** BEGIN INFORMATION PROVIDED **

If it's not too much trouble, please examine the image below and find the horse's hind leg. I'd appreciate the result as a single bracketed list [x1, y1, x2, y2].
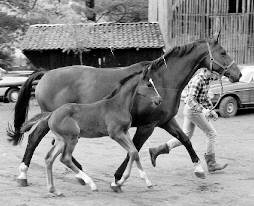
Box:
[114, 125, 154, 181]
[60, 136, 97, 191]
[45, 141, 65, 196]
[17, 117, 49, 186]
[111, 132, 152, 192]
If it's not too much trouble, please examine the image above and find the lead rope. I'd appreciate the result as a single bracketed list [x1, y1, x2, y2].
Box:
[211, 75, 224, 110]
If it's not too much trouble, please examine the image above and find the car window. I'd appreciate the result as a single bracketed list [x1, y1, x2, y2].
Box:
[240, 69, 254, 83]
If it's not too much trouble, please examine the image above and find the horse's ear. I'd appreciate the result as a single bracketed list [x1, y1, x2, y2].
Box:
[143, 66, 151, 80]
[214, 29, 221, 43]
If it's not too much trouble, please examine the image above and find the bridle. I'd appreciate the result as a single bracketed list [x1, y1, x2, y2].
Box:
[206, 42, 235, 110]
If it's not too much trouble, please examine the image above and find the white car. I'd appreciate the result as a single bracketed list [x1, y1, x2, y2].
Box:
[0, 69, 33, 102]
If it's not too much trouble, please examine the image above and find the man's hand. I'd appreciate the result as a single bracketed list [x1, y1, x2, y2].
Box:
[202, 108, 211, 118]
[209, 110, 218, 121]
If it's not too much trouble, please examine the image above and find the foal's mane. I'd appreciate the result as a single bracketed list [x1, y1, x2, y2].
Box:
[151, 39, 206, 69]
[103, 70, 143, 99]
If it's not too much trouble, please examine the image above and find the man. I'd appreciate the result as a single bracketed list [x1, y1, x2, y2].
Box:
[149, 68, 227, 172]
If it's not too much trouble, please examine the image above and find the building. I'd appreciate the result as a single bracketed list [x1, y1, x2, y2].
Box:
[21, 22, 164, 70]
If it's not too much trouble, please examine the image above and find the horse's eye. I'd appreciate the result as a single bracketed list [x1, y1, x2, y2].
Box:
[147, 83, 153, 87]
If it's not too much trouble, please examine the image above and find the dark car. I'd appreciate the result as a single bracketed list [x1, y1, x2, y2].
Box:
[209, 65, 254, 117]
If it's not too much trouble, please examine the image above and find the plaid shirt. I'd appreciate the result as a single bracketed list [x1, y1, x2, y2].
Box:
[185, 71, 213, 112]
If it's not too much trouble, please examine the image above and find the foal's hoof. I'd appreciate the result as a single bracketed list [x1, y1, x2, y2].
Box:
[194, 172, 205, 179]
[76, 177, 86, 185]
[147, 185, 153, 189]
[194, 163, 205, 179]
[17, 179, 28, 187]
[47, 191, 65, 198]
[110, 183, 123, 193]
[149, 148, 156, 167]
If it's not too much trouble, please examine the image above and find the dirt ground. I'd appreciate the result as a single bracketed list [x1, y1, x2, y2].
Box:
[0, 102, 254, 206]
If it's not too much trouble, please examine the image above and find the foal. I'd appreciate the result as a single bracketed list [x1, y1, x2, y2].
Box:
[23, 68, 161, 195]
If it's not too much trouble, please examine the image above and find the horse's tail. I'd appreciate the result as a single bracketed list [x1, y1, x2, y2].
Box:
[20, 112, 51, 136]
[7, 71, 45, 145]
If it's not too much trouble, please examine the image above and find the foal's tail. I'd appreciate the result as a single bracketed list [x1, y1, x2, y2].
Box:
[7, 71, 45, 145]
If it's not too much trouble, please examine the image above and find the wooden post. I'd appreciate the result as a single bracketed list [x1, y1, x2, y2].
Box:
[148, 0, 159, 22]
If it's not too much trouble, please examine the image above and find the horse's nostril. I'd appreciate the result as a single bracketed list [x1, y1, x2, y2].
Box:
[154, 98, 161, 106]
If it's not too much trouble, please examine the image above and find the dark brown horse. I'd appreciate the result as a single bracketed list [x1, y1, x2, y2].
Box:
[22, 68, 161, 196]
[8, 37, 241, 188]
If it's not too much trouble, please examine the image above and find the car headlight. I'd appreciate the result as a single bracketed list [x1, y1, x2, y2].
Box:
[208, 91, 215, 99]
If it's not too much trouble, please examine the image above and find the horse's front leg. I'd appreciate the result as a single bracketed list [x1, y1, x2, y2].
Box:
[114, 125, 154, 182]
[160, 118, 205, 178]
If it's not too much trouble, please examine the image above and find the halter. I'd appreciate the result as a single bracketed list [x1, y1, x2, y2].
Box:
[206, 42, 235, 110]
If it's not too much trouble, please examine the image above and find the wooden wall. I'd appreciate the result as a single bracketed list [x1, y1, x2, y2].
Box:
[148, 0, 254, 64]
[23, 48, 163, 70]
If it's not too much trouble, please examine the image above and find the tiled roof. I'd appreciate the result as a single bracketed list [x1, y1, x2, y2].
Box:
[21, 22, 164, 50]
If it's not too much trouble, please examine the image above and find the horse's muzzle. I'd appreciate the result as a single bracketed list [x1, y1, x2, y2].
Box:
[153, 97, 162, 106]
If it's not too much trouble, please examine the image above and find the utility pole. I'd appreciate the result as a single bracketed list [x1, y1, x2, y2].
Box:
[85, 0, 96, 21]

** END INFORMATION PROVIDED **

Update all of the entries above by replacing "Box" with "Coordinates" and changing nothing else. Leave the pictures out of your output.

If it's not too much trouble, please examine the image below and find the horse's hind leg. I'd appreciate the result as a single bracketed list [x1, y1, x2, y2].
Coordinates:
[114, 125, 154, 181]
[60, 136, 97, 191]
[45, 141, 65, 196]
[17, 117, 49, 186]
[111, 132, 152, 192]
If it's not too much trouble, please examine the image above and find the lead rope. I'd appreciate the result as a single bracketed list [x1, y1, x2, y2].
Coordinates:
[211, 75, 224, 110]
If it's not too much trouble, please examine the image above and find the car window. I'd appreciate the result as a single bracketed list [x1, y1, x2, y2].
Coordinates:
[240, 69, 254, 83]
If it's not too much trouble, please examine the image above and find the horse's ear. I'd appreciate the result as a single bracketed list [x1, y1, x2, y2].
Coordinates:
[143, 66, 151, 80]
[214, 29, 221, 43]
If it's not too much trouble, please examine the image above and find the bridle. I'd appreciate the result as a single bracketed list [x1, y1, x2, y2].
Coordinates:
[206, 42, 235, 110]
If it's not too much trouble, please examine the image above and find the white car. I'd appreciate the result as a single bracketed list [x1, y1, x2, y2].
Coordinates:
[0, 69, 33, 102]
If it's not too much trouble, please examine the image above and find the man's hand. I'd appreciate the result as a single bracketed list [x1, y1, x2, y2].
Coordinates:
[202, 108, 211, 118]
[209, 110, 218, 121]
If it's not too much trouble, please examine the image above and find the foal's mane. I'd appreciate the result as a single bracketed list [x1, y1, x2, y2].
Coordinates:
[151, 39, 206, 69]
[103, 70, 143, 99]
If it's not too much trouble, please examine the image above and find the man. I'd appreciate the result as a single bracketed list [x1, y1, x2, y2].
Coordinates:
[149, 68, 227, 172]
If it's not too much trouble, please examine the image above and find the building. I'd appreciate the result as a single bracketed list [x1, y1, x2, y2].
Coordinates:
[21, 22, 164, 70]
If it's not too much trouble, please examine the image above and find the horse's eye. I'd appreciate the result as a single bracketed list [x1, y1, x2, y2].
Coordinates:
[147, 83, 153, 87]
If it's not too much trouble, please examine the image above and find the dark car. I'd appreciate the result as a single bracketed list [x1, y1, x2, y2].
Coordinates:
[209, 65, 254, 117]
If it's not too much trouble, please examine the image above and find the plaid shirt. I'd appreciate the result as a single bracketed list [x1, y1, x2, y2].
Coordinates:
[185, 71, 213, 112]
If it's not too much trouble, please examine the image above and find the foal's hoof. I'd appreciate the result as a single bracketed list [x1, y1, x2, y2].
Coordinates:
[194, 172, 205, 179]
[76, 177, 86, 185]
[147, 185, 153, 189]
[194, 163, 205, 179]
[17, 179, 28, 187]
[47, 191, 65, 198]
[110, 183, 123, 193]
[149, 148, 156, 167]
If it's not too much trouble, please examine the image above and find the dirt ground. I'd appreciate the result as a single bracketed list [x1, y1, x2, y2].
Coordinates:
[0, 102, 254, 206]
If it's not too much trouble, please examine the image above and find the foal. I'd appreciate the result as a single bracketed list [x1, y1, x2, y2].
Coordinates:
[23, 68, 161, 195]
If it's not too much trouble, please examine the image above and find the horse's tail. I'd appreciate the result as a single bracketed list [x1, y1, x2, y2].
Coordinates:
[20, 112, 51, 136]
[7, 71, 45, 145]
If it's not too much trouble, please examine the image above and find the foal's tail. I'd appreciate the result as a single bracketed list [x1, y1, x2, y2].
Coordinates:
[7, 71, 45, 145]
If it's not too much trouble, please examine the image above and find the wooden post. I'd appreciate the result as a single bracketed list [x1, y1, x2, y2].
Coordinates:
[148, 0, 159, 22]
If it's not too much trouble, please examine the image above and find the horse's nostril. I'd appreciate the result as a single bracketed list [x1, y1, x2, y2].
Coordinates:
[154, 98, 161, 106]
If it's not too much trouble, please examine the image above and find the dark brown horse. I'd appreciate the result as a single bracketed list [x1, y1, x2, y2].
Coordinates:
[22, 68, 161, 196]
[8, 37, 241, 188]
If it's not too much trouble, please examine the image above and find the car headlight. I'd appreciate the result as a single bracketed list [x1, y1, x2, y2].
Coordinates:
[208, 91, 215, 99]
If it's not too much trouble, please examine the image above and find the horse's front leg. I'd appreciate the result as a single bracketed list [x1, y1, x2, y2].
Coordinates:
[114, 125, 154, 182]
[160, 118, 205, 178]
If it's not too much trouble, please examine the image above and find the halter. I'd appreciate the result as a single bracketed list [x1, y1, x2, y2].
Coordinates:
[206, 42, 235, 110]
If it's not too much trouble, please examine the image above and find the wooden wall. I'd appreciate the result as a single bracketed list [x1, y1, x2, y2].
Coordinates:
[148, 0, 254, 64]
[23, 48, 163, 70]
If it's not too much trouble, please examine the image above and find the tiled roof. I'd appreciate the result as a single bracketed list [x1, y1, x2, y2].
Coordinates:
[21, 22, 164, 50]
If it's not too much trouble, please examine the image above and find the horse's muzzle. I'd appreciate the result as a single bracketed list [x1, y1, x2, y2].
Coordinates:
[153, 97, 162, 106]
If it's not too much trouble, please examine the image above and find the utility pole. I'd appreciate the result as a single bracketed list [x1, y1, x2, y2].
Coordinates:
[85, 0, 96, 21]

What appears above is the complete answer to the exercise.